[Region annotation items]
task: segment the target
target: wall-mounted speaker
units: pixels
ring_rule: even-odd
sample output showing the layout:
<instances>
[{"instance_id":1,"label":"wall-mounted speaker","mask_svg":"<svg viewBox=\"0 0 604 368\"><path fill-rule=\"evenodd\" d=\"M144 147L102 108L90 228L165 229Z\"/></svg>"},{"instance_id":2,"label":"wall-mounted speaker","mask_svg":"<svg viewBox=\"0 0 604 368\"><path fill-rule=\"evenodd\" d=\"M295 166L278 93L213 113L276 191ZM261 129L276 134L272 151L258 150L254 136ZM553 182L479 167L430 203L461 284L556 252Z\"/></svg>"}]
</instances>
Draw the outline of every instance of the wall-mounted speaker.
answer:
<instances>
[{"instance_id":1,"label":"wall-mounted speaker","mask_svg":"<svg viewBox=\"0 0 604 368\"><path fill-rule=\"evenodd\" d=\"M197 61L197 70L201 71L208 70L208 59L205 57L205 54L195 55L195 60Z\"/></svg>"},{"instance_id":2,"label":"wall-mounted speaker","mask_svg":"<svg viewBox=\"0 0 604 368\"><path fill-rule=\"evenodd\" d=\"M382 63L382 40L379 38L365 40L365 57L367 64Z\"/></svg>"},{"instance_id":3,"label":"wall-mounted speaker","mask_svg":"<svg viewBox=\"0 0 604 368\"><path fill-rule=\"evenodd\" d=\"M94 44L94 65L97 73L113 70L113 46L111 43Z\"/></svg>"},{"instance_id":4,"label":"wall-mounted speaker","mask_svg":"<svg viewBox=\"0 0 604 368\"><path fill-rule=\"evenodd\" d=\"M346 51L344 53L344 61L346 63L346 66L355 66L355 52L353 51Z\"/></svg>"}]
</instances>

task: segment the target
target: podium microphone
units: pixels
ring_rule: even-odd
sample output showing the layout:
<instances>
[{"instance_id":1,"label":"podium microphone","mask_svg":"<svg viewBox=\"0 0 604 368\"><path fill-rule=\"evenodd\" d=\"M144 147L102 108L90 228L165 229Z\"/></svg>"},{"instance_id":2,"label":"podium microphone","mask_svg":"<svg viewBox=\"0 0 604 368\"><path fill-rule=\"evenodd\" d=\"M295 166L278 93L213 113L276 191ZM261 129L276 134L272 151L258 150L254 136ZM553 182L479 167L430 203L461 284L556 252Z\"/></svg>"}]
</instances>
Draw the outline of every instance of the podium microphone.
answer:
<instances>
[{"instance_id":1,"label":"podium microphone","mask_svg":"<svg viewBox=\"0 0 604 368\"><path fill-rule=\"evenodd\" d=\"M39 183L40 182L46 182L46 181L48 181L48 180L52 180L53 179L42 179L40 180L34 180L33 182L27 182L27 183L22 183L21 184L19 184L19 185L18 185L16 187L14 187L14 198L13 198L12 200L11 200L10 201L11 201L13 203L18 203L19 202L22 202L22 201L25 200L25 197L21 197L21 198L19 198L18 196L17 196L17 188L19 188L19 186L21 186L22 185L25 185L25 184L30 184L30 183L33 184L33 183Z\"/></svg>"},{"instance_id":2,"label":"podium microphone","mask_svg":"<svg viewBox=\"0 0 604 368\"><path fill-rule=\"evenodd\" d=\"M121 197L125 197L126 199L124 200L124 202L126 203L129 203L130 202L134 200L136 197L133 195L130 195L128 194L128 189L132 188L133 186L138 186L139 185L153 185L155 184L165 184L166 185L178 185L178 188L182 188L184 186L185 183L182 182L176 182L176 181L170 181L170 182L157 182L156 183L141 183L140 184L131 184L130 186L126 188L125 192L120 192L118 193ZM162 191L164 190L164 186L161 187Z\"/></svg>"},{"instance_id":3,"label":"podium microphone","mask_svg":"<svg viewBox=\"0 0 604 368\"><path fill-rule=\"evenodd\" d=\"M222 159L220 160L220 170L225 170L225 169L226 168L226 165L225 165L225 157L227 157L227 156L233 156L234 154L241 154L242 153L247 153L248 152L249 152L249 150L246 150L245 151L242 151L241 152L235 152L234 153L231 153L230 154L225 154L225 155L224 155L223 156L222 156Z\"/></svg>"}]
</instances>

WHAT YOU WILL DO –
Return the material exactly as it stands.

ANSWER TO THE PROBLEM –
task: segment the target
target: wall-mounted speaker
units: pixels
ring_rule: even-odd
sample output showing the layout:
<instances>
[{"instance_id":1,"label":"wall-mounted speaker","mask_svg":"<svg viewBox=\"0 0 604 368\"><path fill-rule=\"evenodd\" d=\"M144 147L102 108L90 228L165 229Z\"/></svg>"},{"instance_id":2,"label":"wall-mounted speaker","mask_svg":"<svg viewBox=\"0 0 604 368\"><path fill-rule=\"evenodd\" d=\"M295 166L278 93L213 113L276 191ZM261 129L276 134L272 151L258 150L254 136ZM553 182L479 167L430 203L461 284L556 252Z\"/></svg>"}]
</instances>
Draw the outline of every instance of the wall-mounted speaker.
answer:
<instances>
[{"instance_id":1,"label":"wall-mounted speaker","mask_svg":"<svg viewBox=\"0 0 604 368\"><path fill-rule=\"evenodd\" d=\"M197 61L197 70L201 71L208 70L208 59L205 57L205 54L195 55L195 60Z\"/></svg>"},{"instance_id":2,"label":"wall-mounted speaker","mask_svg":"<svg viewBox=\"0 0 604 368\"><path fill-rule=\"evenodd\" d=\"M382 63L382 40L379 38L365 40L365 57L367 64Z\"/></svg>"},{"instance_id":3,"label":"wall-mounted speaker","mask_svg":"<svg viewBox=\"0 0 604 368\"><path fill-rule=\"evenodd\" d=\"M94 44L94 65L97 73L113 70L113 46L111 43Z\"/></svg>"},{"instance_id":4,"label":"wall-mounted speaker","mask_svg":"<svg viewBox=\"0 0 604 368\"><path fill-rule=\"evenodd\" d=\"M346 51L344 53L344 61L346 63L346 66L355 66L355 52L353 51Z\"/></svg>"}]
</instances>

task: segment the target
target: podium microphone
units: pixels
ring_rule: even-odd
sample output showing the layout:
<instances>
[{"instance_id":1,"label":"podium microphone","mask_svg":"<svg viewBox=\"0 0 604 368\"><path fill-rule=\"evenodd\" d=\"M144 147L102 108L90 228L165 229Z\"/></svg>"},{"instance_id":2,"label":"podium microphone","mask_svg":"<svg viewBox=\"0 0 604 368\"><path fill-rule=\"evenodd\" d=\"M295 166L278 93L213 113L276 191ZM261 129L276 134L272 151L258 150L254 136ZM553 182L479 167L430 203L461 284L556 252Z\"/></svg>"}]
</instances>
Draw the outline of every instance of the podium microphone.
answer:
<instances>
[{"instance_id":1,"label":"podium microphone","mask_svg":"<svg viewBox=\"0 0 604 368\"><path fill-rule=\"evenodd\" d=\"M39 183L40 182L46 182L46 181L48 181L48 180L52 180L53 179L42 179L40 180L34 180L33 182L27 182L27 183L22 183L21 184L19 184L19 185L18 185L16 187L14 187L14 198L13 198L12 200L11 200L10 201L11 201L13 203L18 203L19 202L22 202L22 201L25 200L25 197L21 197L21 198L19 198L18 196L17 196L17 188L19 188L19 186L21 186L22 185L25 185L25 184L30 184L30 183L33 184L33 183Z\"/></svg>"},{"instance_id":2,"label":"podium microphone","mask_svg":"<svg viewBox=\"0 0 604 368\"><path fill-rule=\"evenodd\" d=\"M121 197L125 197L126 199L124 200L124 202L126 203L129 203L130 202L134 200L136 197L133 195L130 195L128 194L128 189L132 188L133 186L138 186L139 185L153 185L155 184L165 184L166 185L178 185L178 188L182 188L184 186L185 183L182 182L176 182L176 181L170 181L170 182L157 182L156 183L141 183L140 184L131 184L130 186L126 188L125 192L120 192L118 193ZM162 191L164 190L164 186L161 187Z\"/></svg>"},{"instance_id":3,"label":"podium microphone","mask_svg":"<svg viewBox=\"0 0 604 368\"><path fill-rule=\"evenodd\" d=\"M222 159L220 160L220 170L225 170L225 169L226 168L226 165L225 165L225 157L227 157L227 156L233 156L234 154L241 154L242 153L247 153L248 152L249 152L249 150L246 150L245 151L242 151L241 152L235 152L234 153L231 153L230 154L225 154L225 155L224 155L223 156L222 156Z\"/></svg>"}]
</instances>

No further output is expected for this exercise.